The strength of ultraviolet (UV) radiation, the UV index, can be measured at a specific place and time and can be calculated based on total column ozone in the atmosphere above that point. The blue line (above right) (y-axis reversed) shows the decrease in ozone measured during summers from 1978 to 1999 over Lauder, New Zealand (45oS) (McKenzie et al., 1999). The red line shows the predicted UV index (McKenzie et al., 1999).
The figure on the right shows the percent change in erythemal irradiance (black line) from 1979 to 2008 as a function of latitude (Herman, 2010). The dashed red line shows the effect of ozone depletion for a clear sky. The dashed blue line shows the effect of clouds and aerosols. Click on the figure to see a version with error bars around each of the data points. The combined effect (black line) is greatest in the northern hemisphere, agreeing with the observation that global warming, during the same period of time, was greater in the northern hemisphere (HadCRUT3nh, 2013).
The Chapman cycle predicts that ozone amounts should be nearly twice as high as observed. While the Chapman cycle produces ozone, there are many reactions involving chlorine, bromine, nitrogen, and hydrogen that deplete ozone through catalytic reactions described in detail by Jacob (1999, Chapter 10), Newman (2013), Finlayson-Pitts and Pitts (1999, Chapters 4 & 12) and many others. The greatest depletion is observed within the polar vortex over Antarctica and is caused by anthropogenic chlorofluorocarbons that release chemically active chlorine in reactions taking place on the surfaces of ice crystals in polar stratospheric clouds at temperatures below -83oC (Molina and Rowland, 1974). The greatest depletion of ozone is in the lower stratosphere at altitudes from 10 to 20 km, which normally would contain most of the ozone column in polar spring (figure to the left). But it is clear from the figure above right that ozone depletion also occurs in much more temperate zones. The major depletion following the 1991 eruption of Mt. Pinatubo in the Philippines has been explained as a result of heterogeneous chemical reactions associated with the surface of the sulfuric acid aerosol formed in the lower stratosphere, but similar amounts of depletion are observed following effusive volcanoes that do not form aerosols . Volcanoes, even quietly degassing volcanoes (von Glasow et al., 2009), emit large quantities of bromine and chlorine (Vance et al., 2010). Plus ozone can appear depleted if any of the physical, chemical, or photochemical processes in the Chapman cycle are inhibited for any reason. The most important observation is that there are many reasons why ozone concentrations vary continuously and why there can be different time scales. Depletion caused by volcanism appears to last no more than a decade . Depletion caused by anthropogenic chlorofluorocarbons appears to last for nearly a century (Solomon, 1999).
The amount of ozone primarily in the lower stratosphere determines at what altitude solar warming of the atmosphere begins — the altitude of the tropopause — and how much thermal energy is released in the stratosphere versus how much reaches Earth — the amount of global warming. Ozone exists in the atmosphere within a very delicate equilibrium. Short-term changes affect weather; long-term changes affect climate.

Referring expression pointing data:
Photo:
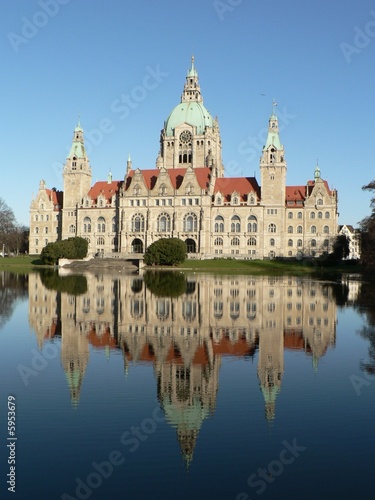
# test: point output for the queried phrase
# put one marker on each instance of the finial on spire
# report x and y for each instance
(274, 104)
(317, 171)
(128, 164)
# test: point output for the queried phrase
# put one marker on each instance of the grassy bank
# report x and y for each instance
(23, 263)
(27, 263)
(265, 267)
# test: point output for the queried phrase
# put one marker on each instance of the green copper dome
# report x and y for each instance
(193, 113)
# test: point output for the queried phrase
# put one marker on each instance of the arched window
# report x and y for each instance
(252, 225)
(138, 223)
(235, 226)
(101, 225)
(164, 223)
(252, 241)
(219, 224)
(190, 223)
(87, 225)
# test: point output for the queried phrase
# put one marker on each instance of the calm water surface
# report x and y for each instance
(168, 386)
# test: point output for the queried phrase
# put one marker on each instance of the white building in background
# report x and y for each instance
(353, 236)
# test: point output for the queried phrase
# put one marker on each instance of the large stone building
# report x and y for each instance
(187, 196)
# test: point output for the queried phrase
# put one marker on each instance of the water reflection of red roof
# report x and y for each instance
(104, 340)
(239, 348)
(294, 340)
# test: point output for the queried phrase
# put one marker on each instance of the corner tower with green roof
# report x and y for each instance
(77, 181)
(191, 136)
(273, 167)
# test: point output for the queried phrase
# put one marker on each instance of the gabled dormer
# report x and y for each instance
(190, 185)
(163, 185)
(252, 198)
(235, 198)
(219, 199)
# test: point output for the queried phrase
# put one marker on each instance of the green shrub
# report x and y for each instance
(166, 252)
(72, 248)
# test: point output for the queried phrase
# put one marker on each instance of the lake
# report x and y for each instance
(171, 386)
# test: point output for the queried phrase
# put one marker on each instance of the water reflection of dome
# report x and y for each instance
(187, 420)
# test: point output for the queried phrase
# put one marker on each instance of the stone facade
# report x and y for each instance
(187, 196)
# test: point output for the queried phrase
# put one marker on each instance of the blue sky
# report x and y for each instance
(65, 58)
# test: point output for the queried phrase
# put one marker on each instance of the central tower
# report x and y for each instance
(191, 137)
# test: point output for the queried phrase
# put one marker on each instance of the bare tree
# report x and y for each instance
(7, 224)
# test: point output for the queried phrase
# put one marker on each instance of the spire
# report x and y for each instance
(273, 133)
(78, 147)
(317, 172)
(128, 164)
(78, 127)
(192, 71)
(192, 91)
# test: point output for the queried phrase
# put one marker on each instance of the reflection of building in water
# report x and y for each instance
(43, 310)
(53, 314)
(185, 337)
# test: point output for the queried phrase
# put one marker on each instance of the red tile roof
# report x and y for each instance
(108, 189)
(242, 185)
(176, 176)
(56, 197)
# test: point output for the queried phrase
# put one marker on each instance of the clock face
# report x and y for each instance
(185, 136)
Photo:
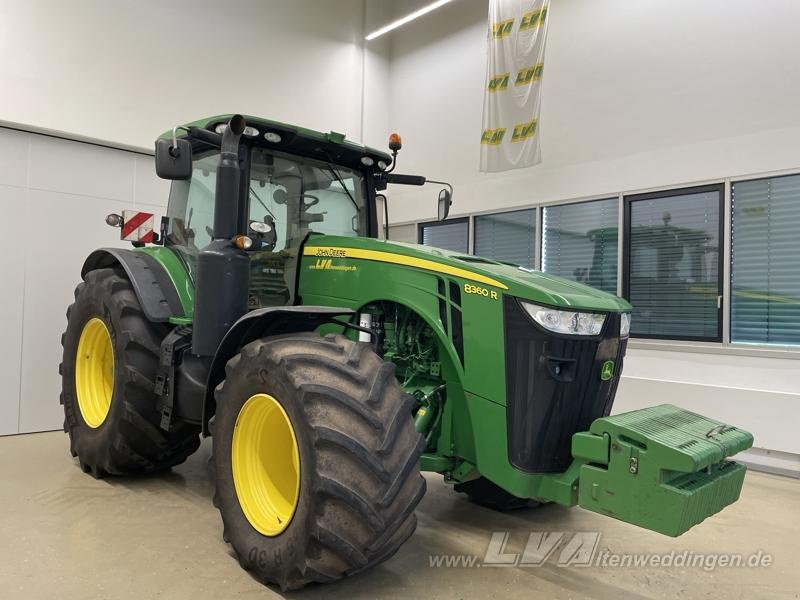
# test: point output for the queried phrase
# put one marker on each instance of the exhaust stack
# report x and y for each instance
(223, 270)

Required action 1:
Using the text on ozone and UV radiation, decide whether each statement agrees with it. For each, answer yes or no and quote the deciding words.
(a) The Chapman cycle predicts ozone amounts about twice as high as those observed.
(b) Ozone depletion caused by volcanism appears to last for nearly a century.
(c) The greatest depletion of ozone occurs in the lower stratosphere at altitudes from 10 to 20 km.
Required action 2:
Answer these questions from the text on ozone and UV radiation.
(a) Where was the summer decrease in ozone from 1978 to 1999 measured?
(b) What does the dashed blue line in the figure of erythemal irradiance show?
(c) Which 1991 volcanic eruption was followed by major ozone depletion, and in what country is it?

Solution 1:
(a) Yes: "The Chapman cycle predicts that ozone amounts should be nearly twice as high as observed."
(b) No: "Depletion caused by volcanism appears to last no more than a decade"
(c) Yes: "The greatest depletion of ozone is in the lower stratosphere at altitudes from 10 to 20 km"

Solution 2:
(a) Over Lauder, New Zealand.
(b) The effect of clouds and aerosols.
(c) Mt. Pinatubo, in the Philippines.